Disturbing Films for a Curious Mind
July 2021 saw the two year anniversary of Kelly’s Taboo Terrors, and to celebrate I hosted three virtual panels on women and extreme horror that can be found here on our YouTube channel, Spinsters of Horror. One panel in particular was an “Intro to Extreme Horror”, and my guests recommended films to people who are curious about extreme horror or those tempted to dive into the genre.
Listed below are the films recommended by the panelist, myself included, and their reasons as to why these films are good introductions to extreme horror.
BIO: Alison Lang is a writer/editor/zinemaker based in Toronto. She has written for Rue Morgue, ByNWR.com and Art of the Title, among others. Her book Women with Guts, a collection of essays and interviews with women working in horror, was published as part of the Rue Morgue Library in 2017. She also contributed to Satanic Panic: Pop Culture Paranoia in the 1980s (Spectacular Optical) with a chapter on Geraldo Rivera's Devil Worship special. She has presented on topics related to horror and gender for the Ax Wound Film Festival (Vermont), Final Girls Film Festival (Berlin) and the DePaul University Pop Culture Conference (Chicago). She is currently a jurist for Ax Wound and a board member of Blood in the Snow, a Canadian horror film festival. Learn more at womenandsongs666.com.
Herschell Gordon Lewis’ Blood Feast (1963)
“I love it as an intro to extreme cinema because in hindsight it's kinda goofy - but still a pioneer of early splat and gore. I think Blood Feast was really influential in its tone as well - it's relentlessly over the top and garish and the camera doesn't look away. Even though it's a bit cheesy, I still think it's confrontational and challenges the viewer in a very distinctive way and I think that's a good "starting point" for folks who are looking to dip their toes into more hardcore depictions of extreme violence - it is a gentle way to test your endurance as a viewer. I also think it's a masterpiece of low budget gore - HGL did a hell of a lot with just a little cash! It looks gorgeously cheesy and I love the garish colors - the reddest blood.”
***
* _REQUIREMENT A_
Update the extreme horror article from "BIO: Alison Lang" up to and including "more at womenandsongs666.com.", changing "Toronto" to "Montreal".
***
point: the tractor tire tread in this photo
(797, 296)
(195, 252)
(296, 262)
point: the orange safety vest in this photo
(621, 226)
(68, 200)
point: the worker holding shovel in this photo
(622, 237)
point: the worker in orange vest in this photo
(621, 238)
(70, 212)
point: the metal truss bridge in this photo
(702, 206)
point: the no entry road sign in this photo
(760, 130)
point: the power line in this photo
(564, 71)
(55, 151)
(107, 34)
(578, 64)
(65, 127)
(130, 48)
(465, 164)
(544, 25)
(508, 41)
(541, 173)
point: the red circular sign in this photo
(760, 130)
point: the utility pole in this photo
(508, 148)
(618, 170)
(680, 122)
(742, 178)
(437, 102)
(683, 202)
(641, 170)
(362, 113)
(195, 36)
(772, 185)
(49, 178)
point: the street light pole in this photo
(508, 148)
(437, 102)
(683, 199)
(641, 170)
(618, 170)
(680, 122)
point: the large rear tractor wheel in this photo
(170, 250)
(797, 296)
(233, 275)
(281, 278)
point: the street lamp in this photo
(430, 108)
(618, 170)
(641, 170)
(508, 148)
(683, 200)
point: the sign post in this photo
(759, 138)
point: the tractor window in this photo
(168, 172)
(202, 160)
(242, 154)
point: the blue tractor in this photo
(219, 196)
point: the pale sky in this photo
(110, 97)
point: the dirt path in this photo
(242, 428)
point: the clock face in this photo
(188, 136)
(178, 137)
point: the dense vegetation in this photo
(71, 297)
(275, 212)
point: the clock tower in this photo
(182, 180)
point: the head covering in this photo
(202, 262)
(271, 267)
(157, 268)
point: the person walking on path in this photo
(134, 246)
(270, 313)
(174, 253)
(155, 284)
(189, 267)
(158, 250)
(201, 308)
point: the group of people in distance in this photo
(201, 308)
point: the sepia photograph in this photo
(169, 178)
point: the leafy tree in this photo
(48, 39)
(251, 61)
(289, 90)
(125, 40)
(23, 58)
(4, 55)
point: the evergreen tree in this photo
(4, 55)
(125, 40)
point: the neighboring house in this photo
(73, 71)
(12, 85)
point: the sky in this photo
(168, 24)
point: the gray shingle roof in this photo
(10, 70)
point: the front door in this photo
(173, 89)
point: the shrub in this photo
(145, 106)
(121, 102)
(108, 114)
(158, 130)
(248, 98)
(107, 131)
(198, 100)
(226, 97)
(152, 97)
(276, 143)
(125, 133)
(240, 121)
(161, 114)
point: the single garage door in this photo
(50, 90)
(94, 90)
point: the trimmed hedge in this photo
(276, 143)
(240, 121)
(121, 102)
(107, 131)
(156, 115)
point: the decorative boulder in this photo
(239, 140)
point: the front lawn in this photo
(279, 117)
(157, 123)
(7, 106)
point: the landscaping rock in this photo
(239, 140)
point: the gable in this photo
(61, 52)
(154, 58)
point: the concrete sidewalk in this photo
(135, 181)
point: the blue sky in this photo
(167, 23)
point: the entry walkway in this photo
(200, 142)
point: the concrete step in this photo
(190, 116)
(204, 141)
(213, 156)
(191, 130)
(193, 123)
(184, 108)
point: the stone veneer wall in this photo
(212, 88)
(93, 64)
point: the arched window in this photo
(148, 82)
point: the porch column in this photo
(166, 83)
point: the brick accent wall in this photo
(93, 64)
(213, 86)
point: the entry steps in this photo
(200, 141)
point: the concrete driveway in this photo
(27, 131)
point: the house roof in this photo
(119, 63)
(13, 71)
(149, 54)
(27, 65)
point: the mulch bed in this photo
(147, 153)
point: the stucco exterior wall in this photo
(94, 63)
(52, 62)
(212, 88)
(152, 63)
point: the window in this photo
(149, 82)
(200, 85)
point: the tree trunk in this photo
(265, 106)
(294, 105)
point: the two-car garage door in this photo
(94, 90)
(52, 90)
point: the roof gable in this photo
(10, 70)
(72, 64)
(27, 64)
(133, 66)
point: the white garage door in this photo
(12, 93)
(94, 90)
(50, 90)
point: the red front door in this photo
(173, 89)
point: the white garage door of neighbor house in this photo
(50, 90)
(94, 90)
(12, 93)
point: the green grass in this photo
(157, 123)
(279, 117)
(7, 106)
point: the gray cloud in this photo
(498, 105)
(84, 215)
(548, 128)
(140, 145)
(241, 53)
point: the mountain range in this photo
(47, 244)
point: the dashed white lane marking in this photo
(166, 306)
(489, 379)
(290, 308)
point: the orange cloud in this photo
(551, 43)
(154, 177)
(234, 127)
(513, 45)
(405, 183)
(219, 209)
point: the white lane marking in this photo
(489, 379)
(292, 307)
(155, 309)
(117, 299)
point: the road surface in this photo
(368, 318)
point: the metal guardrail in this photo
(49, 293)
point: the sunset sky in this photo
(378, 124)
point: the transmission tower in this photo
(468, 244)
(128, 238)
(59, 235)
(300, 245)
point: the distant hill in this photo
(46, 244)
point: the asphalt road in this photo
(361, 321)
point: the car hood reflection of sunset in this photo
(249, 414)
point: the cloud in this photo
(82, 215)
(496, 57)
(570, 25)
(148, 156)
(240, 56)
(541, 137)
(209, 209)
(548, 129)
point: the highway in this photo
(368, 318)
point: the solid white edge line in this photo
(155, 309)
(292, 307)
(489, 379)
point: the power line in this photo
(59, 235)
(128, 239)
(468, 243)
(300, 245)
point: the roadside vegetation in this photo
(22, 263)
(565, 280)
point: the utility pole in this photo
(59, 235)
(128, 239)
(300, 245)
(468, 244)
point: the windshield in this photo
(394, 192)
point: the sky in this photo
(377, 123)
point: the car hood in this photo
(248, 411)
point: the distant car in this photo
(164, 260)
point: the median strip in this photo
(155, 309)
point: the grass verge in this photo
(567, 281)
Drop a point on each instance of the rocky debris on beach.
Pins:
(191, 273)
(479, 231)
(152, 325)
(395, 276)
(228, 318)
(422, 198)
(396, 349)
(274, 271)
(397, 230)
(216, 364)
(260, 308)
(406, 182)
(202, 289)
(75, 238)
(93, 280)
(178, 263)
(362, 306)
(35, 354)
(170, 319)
***
* _REQUIREMENT B_
Select and copy every line of the listing containing the word "concrete", matching case.

* _WORKED SOLUTION A_
BIO: Alison Lang is a writer/editor/zinemaker based in Montreal. She has written for Rue Morgue, ByNWR.com and Art of the Title, among others. Her book Women with Guts, a collection of essays and interviews with women working in horror, was published as part of the Rue Morgue Library in 2017. She also contributed to Satanic Panic: Pop Culture Paranoia in the 1980s (Spectacular Optical) with a chapter on Geraldo Rivera's Devil Worship special. She has presented on topics related to horror and gender for the Ax Wound Film Festival (Vermont), Final Girls Film Festival (Berlin) and the DePaul University Pop Culture Conference (Chicago). She is currently a jurist for Ax Wound and a board member of Blood in the Snow, a Canadian horror film festival. Learn more at womenandsongs666.com.

* _WORKED SOLUTION B_
point: the concrete sidewalk in this photo
point: the concrete step in this photo
point: the concrete driveway in this photo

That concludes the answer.